WHAT THE TASK ASKS: Where does the string "puppy" appear in the records? Copy every line that contains it.

TASK INPUT:
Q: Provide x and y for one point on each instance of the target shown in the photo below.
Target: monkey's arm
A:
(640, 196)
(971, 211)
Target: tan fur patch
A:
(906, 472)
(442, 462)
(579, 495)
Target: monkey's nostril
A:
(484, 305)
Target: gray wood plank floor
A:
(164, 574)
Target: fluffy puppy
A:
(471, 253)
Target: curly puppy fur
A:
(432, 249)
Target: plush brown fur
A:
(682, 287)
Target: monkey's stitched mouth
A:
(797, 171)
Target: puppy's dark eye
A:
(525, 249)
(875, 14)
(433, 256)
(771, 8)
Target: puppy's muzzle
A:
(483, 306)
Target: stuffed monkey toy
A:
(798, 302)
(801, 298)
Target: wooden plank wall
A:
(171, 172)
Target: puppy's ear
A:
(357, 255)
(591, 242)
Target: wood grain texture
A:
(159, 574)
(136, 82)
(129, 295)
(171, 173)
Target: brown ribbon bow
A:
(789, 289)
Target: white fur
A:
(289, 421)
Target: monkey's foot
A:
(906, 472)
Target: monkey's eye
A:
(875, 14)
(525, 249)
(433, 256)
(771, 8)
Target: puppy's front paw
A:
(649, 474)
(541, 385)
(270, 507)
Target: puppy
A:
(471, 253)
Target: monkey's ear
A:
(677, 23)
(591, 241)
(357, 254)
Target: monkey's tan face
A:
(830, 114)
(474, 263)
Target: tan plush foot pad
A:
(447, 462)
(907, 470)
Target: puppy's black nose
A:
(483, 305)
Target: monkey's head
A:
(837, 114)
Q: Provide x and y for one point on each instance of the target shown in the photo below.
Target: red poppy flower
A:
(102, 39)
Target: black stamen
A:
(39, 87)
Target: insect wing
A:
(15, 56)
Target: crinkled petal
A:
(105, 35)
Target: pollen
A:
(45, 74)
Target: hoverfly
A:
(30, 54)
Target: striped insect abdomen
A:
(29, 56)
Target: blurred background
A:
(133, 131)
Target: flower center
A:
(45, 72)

TASK SOLUTION:
Target: fluffy puppy
Target: curly puppy fur
Target: puppy's dark eye
Target: puppy's muzzle
Target: puppy's ear
Target: puppy's front paw
Target: puppy
Target: puppy's black nose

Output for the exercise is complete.